### YOUR TASKS
• a. Update the essay on paying attention by writing it out from the words "Just like one" through the words "a worse affliction.", and replace "angry outbursts" with "bitter outbursts".
• b. In the essay on paying attention, how old was Elijah when he was diagnosed with cancer?

### GIVEN PASSAGE
══════════════════════════════
For my own part, I am as guilty as Watson for not paying close attention to my own surroundings. For a few years, there has been much construction in a field near my house that we drive by every day. They had  built two new houses recently and had still been working on the second one for some time.  Four months later, the house was nearly finished. As we drove by the field on our way home for perhaps the billionth time, I leaned forward in my seat gazing intently at it. To my amazement, a three-hundred foot long fence spanned the edge of the field, hemming it in so as to make it more private. I had not noticed it at all in the last few days, and I wondered when they had put it up. I turned to my dad who was driving and asked him when the fence had been built. He replied, with a somewhat surprised look, that it had been there for the past few months! I was astonished to learn this news. In all the times I had passed that field, I had never paid enough attention to notice the fence had indeed been there for some time.

Just like one might overlook the details in everyday life, one may also fail to notice the other people in their surroundings. Too often are we so busy with our own desires and emotions that we do not realize that others may be experiencing the same scenarios. Many times in a given situation we may be prone to angry outbursts at the world due to our limited view of the event.

In my own family, when my youngest brother Elijah was diagnosed with cancer at seven weeks old, my family could have become angry at the world and at our situation. Instead, we chose to see that we were not the only family experiencing the awful stroke of cancer and that there were many others who had gone before us on this same road, or even had experienced a worse affliction.

Perceiving what is truly going on in the present moment allows one to form a more accurate opinion on what is happening and to not be restricted to their own feelings and emotions in a given situation. As the author writes, “But if you really learn to pay attention, then you will know there are other options.” (Wallace 5) The author is trying to inform us that, in the midst of a stressful environment, if we are aware of what is truly happening, we can see other ways of responding and avoid a possible outburst of uncontrolled, uninformed anger. My family chose to recognize our condition and see the conditions of others through the context of our own struggles. This allowed us to move on through the pain and to see that there were others who were on the same journey alongside us. In the face of a great enemy, we bonded together with others fighting against it and therefore composed a greater force to rise against it.
══════════════════════════════
### STUDY MATERIAL
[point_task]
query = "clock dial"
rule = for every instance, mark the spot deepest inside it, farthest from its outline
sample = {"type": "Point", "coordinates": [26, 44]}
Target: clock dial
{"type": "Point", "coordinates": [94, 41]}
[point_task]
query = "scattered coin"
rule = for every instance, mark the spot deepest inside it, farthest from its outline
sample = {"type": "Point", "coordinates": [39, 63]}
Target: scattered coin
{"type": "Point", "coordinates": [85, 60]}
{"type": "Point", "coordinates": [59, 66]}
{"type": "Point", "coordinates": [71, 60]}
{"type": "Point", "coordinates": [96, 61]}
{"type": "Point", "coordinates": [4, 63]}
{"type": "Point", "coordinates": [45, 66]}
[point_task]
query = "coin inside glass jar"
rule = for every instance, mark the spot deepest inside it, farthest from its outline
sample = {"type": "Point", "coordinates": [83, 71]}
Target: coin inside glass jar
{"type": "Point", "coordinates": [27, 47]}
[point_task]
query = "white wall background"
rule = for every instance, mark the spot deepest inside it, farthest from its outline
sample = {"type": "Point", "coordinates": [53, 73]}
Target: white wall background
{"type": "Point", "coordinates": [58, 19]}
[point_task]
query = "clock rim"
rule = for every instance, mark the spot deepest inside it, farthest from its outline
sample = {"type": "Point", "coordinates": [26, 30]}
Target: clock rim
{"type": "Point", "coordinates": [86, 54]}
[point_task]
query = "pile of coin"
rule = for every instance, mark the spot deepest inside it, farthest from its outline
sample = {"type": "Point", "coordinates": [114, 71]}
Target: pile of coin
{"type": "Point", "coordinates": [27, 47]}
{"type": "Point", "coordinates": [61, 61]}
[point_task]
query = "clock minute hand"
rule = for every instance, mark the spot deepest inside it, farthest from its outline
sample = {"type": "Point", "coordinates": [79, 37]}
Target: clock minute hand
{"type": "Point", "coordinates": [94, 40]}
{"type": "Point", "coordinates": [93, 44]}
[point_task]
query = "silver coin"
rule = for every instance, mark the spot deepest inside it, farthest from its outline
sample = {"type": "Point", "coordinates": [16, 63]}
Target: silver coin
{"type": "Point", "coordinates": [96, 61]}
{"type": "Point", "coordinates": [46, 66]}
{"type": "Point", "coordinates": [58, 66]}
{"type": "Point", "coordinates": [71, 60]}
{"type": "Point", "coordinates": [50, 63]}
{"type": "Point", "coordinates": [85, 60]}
══════════════════════════════
### YOUR RESPONSES
• a.
Just like one might overlook the details in everyday life, one may also fail to notice the other people in their surroundings. Too often are we so busy with our own desires and emotions that we do not realize that others may be experiencing the same scenarios. Many times in a given situation we may be prone to bitter outbursts at the world due to our limited view of the event.

In my own family, when my youngest brother Elijah was diagnosed with cancer at seven weeks old, my family could have become angry at the world and at our situation. Instead, we chose to see that we were not the only family experiencing the awful stroke of cancer and that there were many others who had gone before us on this same road, or even had experienced a worse affliction.

• b. Seven weeks old.